→ **EXERCISE**: Reproduce the Wazirabad–Narowal Branch Line text from "Wazirabad–Narowal Branch Line is" to "to Narowal Junction.", swapping "maintained" out for "managed".

→ **TEXT EXTRACT**:
**********
Overview
- Owner: Pakistan Railways
- Termini: Wazirabad Junction; Narowal Junction;
- Stations: 11

Service
- Operator: Pakistan Railways

History
- Opened: 22 July 1915

Technical
- Line length: 91 km (57 mi)
- Track gauge: 1,676 mm (5 ft 6 in)
- Operating speed: 30 km/h (19 mph) to 50 km/h (31 mph)

= Wazirabad–Narowal Branch Line =

Railway line in Pakistan

Wazirabad–Narowal Branch Line is one of several branch lines in Pakistan, operated and maintained by Pakistan Railways. The line originally runs from Wazirabad Junction station to Narowal Junction station. The total length of this railway line is 105 km. There are 11 railway stations from Wazirabad Junction to Narowal Junction.
**********
→ **DATA EXTRACT**:

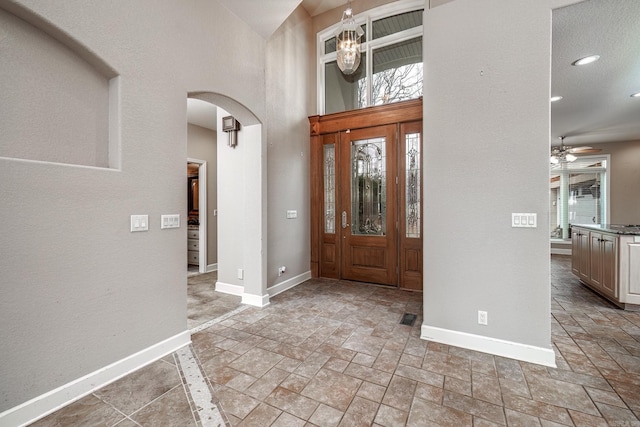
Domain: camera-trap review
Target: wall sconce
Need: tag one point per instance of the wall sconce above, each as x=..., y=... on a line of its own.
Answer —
x=231, y=126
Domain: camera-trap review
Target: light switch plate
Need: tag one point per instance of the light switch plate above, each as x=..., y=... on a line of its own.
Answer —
x=524, y=220
x=139, y=223
x=170, y=221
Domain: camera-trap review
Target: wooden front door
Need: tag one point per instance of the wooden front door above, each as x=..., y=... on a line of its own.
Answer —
x=366, y=195
x=367, y=208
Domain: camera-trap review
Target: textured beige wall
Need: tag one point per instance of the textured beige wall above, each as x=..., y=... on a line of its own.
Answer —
x=477, y=55
x=291, y=94
x=79, y=290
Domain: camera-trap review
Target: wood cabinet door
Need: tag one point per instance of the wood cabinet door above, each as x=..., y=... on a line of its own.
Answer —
x=584, y=260
x=368, y=205
x=595, y=263
x=609, y=264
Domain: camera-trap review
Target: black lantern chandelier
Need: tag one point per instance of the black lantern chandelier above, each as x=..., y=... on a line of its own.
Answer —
x=348, y=42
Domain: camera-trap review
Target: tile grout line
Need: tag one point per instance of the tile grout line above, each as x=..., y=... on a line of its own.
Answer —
x=197, y=387
x=219, y=319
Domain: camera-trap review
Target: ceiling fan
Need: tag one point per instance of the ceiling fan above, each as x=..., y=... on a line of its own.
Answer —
x=565, y=153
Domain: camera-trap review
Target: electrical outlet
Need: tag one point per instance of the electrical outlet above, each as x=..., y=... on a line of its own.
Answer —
x=281, y=270
x=482, y=318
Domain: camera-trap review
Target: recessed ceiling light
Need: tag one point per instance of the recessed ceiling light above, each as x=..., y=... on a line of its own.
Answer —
x=586, y=60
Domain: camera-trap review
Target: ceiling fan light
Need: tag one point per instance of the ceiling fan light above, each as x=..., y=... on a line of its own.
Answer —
x=586, y=60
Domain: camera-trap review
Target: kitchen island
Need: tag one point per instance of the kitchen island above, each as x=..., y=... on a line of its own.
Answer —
x=606, y=258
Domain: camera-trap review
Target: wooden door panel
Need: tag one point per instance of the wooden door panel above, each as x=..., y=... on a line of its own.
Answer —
x=369, y=250
x=395, y=257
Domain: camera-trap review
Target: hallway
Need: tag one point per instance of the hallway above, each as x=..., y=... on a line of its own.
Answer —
x=330, y=353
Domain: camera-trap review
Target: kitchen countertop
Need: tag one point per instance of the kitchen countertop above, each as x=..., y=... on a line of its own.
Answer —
x=626, y=229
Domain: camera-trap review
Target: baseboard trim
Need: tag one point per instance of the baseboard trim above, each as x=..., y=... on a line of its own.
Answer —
x=498, y=347
x=255, y=300
x=227, y=288
x=289, y=283
x=45, y=404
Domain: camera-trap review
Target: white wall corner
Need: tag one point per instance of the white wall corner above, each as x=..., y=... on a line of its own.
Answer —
x=288, y=284
x=498, y=347
x=227, y=288
x=47, y=403
x=255, y=300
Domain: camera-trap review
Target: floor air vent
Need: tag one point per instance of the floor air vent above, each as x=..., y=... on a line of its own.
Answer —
x=408, y=319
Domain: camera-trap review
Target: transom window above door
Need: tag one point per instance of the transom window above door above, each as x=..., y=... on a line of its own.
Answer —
x=391, y=68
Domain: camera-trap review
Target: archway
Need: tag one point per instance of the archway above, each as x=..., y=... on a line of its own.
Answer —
x=241, y=216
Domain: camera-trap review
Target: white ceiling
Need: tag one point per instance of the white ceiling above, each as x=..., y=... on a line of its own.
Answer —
x=596, y=105
x=202, y=113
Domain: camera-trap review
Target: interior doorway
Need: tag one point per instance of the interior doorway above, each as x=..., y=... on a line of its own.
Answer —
x=197, y=235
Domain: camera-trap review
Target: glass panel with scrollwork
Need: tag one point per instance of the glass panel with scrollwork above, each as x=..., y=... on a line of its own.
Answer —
x=329, y=189
x=412, y=185
x=368, y=187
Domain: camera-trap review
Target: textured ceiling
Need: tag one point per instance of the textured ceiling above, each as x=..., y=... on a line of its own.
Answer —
x=596, y=105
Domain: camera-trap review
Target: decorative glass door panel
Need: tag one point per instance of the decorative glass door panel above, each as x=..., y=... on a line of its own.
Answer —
x=368, y=227
x=410, y=206
x=368, y=187
x=366, y=195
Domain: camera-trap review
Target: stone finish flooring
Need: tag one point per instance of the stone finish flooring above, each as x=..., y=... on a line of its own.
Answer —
x=204, y=303
x=330, y=353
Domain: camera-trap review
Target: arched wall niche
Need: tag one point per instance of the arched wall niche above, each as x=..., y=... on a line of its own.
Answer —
x=74, y=119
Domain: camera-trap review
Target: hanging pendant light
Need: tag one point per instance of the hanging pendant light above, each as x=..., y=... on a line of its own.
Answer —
x=348, y=42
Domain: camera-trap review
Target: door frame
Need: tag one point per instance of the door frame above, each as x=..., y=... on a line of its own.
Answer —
x=202, y=212
x=386, y=244
x=325, y=247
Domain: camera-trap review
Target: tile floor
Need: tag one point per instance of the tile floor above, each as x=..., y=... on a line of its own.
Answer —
x=330, y=353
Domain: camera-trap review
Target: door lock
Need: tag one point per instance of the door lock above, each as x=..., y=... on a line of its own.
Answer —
x=344, y=219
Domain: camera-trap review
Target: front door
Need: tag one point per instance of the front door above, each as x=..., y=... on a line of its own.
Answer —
x=367, y=207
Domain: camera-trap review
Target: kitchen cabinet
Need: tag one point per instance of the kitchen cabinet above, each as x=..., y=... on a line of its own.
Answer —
x=193, y=246
x=606, y=258
x=603, y=261
x=580, y=253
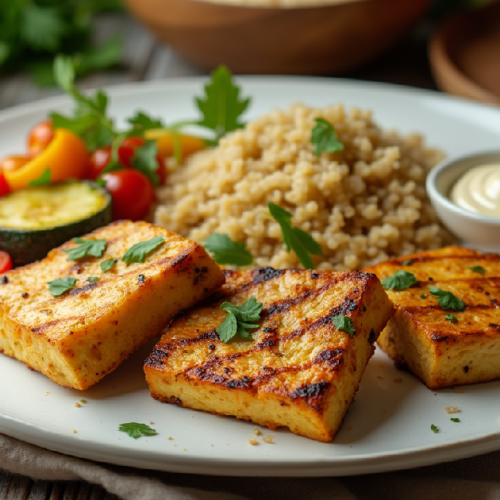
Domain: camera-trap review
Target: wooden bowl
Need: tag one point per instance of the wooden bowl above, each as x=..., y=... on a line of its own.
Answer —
x=465, y=54
x=322, y=39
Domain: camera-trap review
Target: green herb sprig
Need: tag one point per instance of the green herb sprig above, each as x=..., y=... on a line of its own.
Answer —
x=239, y=319
x=302, y=243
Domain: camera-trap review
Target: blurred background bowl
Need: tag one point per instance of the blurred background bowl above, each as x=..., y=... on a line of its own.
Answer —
x=317, y=39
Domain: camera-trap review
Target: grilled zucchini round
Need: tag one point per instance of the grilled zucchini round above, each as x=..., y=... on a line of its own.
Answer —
x=35, y=220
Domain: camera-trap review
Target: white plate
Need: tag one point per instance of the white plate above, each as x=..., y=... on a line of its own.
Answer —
x=388, y=426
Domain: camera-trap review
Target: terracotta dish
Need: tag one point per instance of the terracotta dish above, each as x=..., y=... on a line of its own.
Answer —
x=465, y=54
x=321, y=39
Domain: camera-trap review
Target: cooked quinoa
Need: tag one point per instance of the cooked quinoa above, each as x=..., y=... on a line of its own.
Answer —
x=363, y=205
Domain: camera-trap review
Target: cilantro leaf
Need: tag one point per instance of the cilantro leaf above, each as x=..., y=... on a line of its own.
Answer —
x=451, y=318
x=60, y=285
x=344, y=323
x=301, y=242
x=221, y=107
x=400, y=280
x=94, y=248
x=138, y=252
x=44, y=179
x=447, y=300
x=238, y=319
x=226, y=251
x=478, y=269
x=144, y=160
x=137, y=430
x=42, y=27
x=324, y=138
x=108, y=264
x=143, y=122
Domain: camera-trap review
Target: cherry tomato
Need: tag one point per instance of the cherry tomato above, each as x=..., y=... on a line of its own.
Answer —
x=132, y=193
x=4, y=186
x=14, y=162
x=98, y=161
x=126, y=150
x=5, y=262
x=40, y=137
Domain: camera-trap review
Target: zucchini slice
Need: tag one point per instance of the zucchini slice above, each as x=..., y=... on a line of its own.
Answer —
x=35, y=220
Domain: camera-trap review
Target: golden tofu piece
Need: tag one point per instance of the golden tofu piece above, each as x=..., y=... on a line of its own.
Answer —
x=297, y=371
x=438, y=350
x=77, y=338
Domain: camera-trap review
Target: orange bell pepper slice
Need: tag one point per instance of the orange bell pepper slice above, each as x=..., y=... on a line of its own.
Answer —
x=165, y=143
x=65, y=156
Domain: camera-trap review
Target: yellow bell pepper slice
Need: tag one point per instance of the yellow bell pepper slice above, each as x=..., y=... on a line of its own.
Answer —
x=66, y=157
x=165, y=143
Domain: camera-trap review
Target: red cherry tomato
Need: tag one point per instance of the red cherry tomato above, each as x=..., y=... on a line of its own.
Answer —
x=5, y=262
x=4, y=186
x=40, y=137
x=132, y=193
x=14, y=162
x=98, y=161
x=126, y=150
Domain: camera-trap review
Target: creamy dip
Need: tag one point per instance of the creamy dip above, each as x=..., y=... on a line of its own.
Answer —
x=478, y=190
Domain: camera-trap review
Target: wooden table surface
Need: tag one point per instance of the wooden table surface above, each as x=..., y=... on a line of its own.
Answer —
x=146, y=59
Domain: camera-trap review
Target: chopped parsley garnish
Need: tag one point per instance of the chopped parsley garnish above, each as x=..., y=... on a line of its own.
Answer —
x=221, y=106
x=136, y=430
x=344, y=323
x=226, y=251
x=238, y=319
x=447, y=300
x=145, y=161
x=94, y=248
x=400, y=280
x=60, y=285
x=451, y=318
x=138, y=252
x=324, y=138
x=108, y=264
x=478, y=269
x=44, y=179
x=295, y=239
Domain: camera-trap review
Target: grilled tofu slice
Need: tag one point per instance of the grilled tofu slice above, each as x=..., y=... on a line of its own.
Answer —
x=298, y=370
x=441, y=352
x=77, y=338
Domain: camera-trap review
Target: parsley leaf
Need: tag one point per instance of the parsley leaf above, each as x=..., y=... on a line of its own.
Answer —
x=343, y=323
x=108, y=264
x=43, y=180
x=301, y=242
x=400, y=280
x=238, y=319
x=142, y=122
x=221, y=106
x=447, y=300
x=478, y=269
x=60, y=285
x=451, y=318
x=138, y=252
x=94, y=248
x=144, y=160
x=136, y=430
x=324, y=138
x=226, y=251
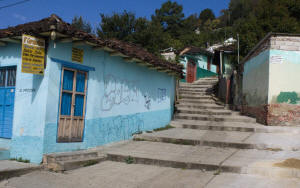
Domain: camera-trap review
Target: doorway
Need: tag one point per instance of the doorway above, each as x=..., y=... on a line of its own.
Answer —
x=72, y=105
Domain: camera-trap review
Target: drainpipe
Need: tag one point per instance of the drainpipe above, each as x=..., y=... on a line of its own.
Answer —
x=221, y=63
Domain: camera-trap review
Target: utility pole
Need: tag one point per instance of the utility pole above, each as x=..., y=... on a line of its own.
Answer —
x=238, y=37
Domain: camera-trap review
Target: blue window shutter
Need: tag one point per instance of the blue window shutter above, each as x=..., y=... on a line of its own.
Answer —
x=66, y=102
x=80, y=82
x=68, y=80
x=79, y=101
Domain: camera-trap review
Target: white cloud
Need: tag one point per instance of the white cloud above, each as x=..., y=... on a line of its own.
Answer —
x=19, y=17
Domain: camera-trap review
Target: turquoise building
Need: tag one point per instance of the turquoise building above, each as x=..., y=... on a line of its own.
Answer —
x=90, y=92
x=198, y=63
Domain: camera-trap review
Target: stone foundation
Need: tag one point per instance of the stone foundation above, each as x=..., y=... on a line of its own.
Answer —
x=258, y=112
x=283, y=114
x=274, y=114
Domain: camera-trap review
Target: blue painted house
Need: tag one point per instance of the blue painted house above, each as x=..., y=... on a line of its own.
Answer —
x=89, y=92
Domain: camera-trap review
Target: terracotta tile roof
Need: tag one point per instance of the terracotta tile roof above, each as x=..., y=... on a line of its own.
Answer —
x=54, y=23
x=194, y=50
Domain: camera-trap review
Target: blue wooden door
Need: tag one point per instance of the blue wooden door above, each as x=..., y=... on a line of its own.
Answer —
x=72, y=105
x=7, y=98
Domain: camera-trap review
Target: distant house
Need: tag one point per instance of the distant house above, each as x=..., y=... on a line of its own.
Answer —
x=201, y=63
x=271, y=90
x=68, y=90
x=198, y=63
x=169, y=54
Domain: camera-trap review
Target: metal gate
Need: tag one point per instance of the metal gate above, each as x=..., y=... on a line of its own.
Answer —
x=7, y=98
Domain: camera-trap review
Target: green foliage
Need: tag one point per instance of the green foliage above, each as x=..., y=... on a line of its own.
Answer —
x=207, y=14
x=20, y=159
x=129, y=160
x=82, y=25
x=168, y=27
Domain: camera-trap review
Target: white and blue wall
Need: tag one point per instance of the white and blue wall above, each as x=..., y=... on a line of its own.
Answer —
x=122, y=98
x=271, y=89
x=201, y=61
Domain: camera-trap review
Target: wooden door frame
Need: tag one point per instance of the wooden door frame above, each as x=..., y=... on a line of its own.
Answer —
x=74, y=93
x=193, y=71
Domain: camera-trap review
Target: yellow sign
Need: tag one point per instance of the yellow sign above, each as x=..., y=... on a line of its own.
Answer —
x=33, y=55
x=77, y=55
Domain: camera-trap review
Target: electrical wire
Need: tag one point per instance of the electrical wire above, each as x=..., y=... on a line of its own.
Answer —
x=13, y=4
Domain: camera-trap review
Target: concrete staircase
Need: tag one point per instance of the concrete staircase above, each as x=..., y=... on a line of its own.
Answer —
x=4, y=154
x=208, y=137
x=205, y=136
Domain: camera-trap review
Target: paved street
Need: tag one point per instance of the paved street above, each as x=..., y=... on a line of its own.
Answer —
x=121, y=175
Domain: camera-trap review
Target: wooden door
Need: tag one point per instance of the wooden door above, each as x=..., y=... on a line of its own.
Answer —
x=72, y=105
x=7, y=99
x=191, y=72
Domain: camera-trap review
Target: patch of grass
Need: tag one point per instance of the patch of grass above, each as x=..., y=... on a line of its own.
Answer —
x=163, y=128
x=274, y=149
x=129, y=160
x=137, y=133
x=218, y=172
x=90, y=163
x=139, y=139
x=289, y=163
x=20, y=159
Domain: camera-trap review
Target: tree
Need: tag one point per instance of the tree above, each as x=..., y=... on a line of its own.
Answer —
x=206, y=14
x=119, y=26
x=170, y=17
x=82, y=25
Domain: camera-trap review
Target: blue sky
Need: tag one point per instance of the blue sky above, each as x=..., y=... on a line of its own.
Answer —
x=90, y=9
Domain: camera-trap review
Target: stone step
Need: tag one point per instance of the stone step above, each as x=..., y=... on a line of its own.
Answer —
x=71, y=160
x=195, y=96
x=197, y=101
x=217, y=118
x=202, y=93
x=199, y=106
x=262, y=162
x=4, y=154
x=203, y=83
x=203, y=111
x=195, y=89
x=234, y=126
x=196, y=86
x=232, y=139
x=78, y=163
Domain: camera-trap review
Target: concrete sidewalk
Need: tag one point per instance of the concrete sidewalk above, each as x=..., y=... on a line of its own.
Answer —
x=120, y=175
x=10, y=168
**********
→ **FULL ANSWER**:
Wazirabad–Narowal Branch Line is one of several branch lines in Pakistan, operated and managed by Pakistan Railways. The line originally runs from Wazirabad Junction station to Narowal Junction station. The total length of this railway line is 105 km. There are 11 railway stations from Wazirabad Junction to Narowal Junction.